**Requirement**
Count the lines in the entries below that contain the string "field", treating uppercase and lowercase as different, and reply with the count alone.

[start]

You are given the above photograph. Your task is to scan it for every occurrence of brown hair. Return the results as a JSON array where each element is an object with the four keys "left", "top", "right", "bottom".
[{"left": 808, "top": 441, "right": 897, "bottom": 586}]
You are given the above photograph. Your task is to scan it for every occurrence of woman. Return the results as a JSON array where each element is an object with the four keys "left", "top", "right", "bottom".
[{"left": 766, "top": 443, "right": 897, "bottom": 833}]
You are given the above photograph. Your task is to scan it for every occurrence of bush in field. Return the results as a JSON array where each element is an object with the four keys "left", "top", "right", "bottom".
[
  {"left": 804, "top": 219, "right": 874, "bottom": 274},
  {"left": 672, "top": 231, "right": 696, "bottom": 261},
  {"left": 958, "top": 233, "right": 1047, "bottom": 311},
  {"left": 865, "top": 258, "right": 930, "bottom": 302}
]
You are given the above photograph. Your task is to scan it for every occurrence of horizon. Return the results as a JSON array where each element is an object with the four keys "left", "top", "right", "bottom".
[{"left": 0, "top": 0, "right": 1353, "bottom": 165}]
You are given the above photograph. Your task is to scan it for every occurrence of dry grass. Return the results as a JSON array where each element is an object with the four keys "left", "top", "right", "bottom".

[end]

**The solution**
1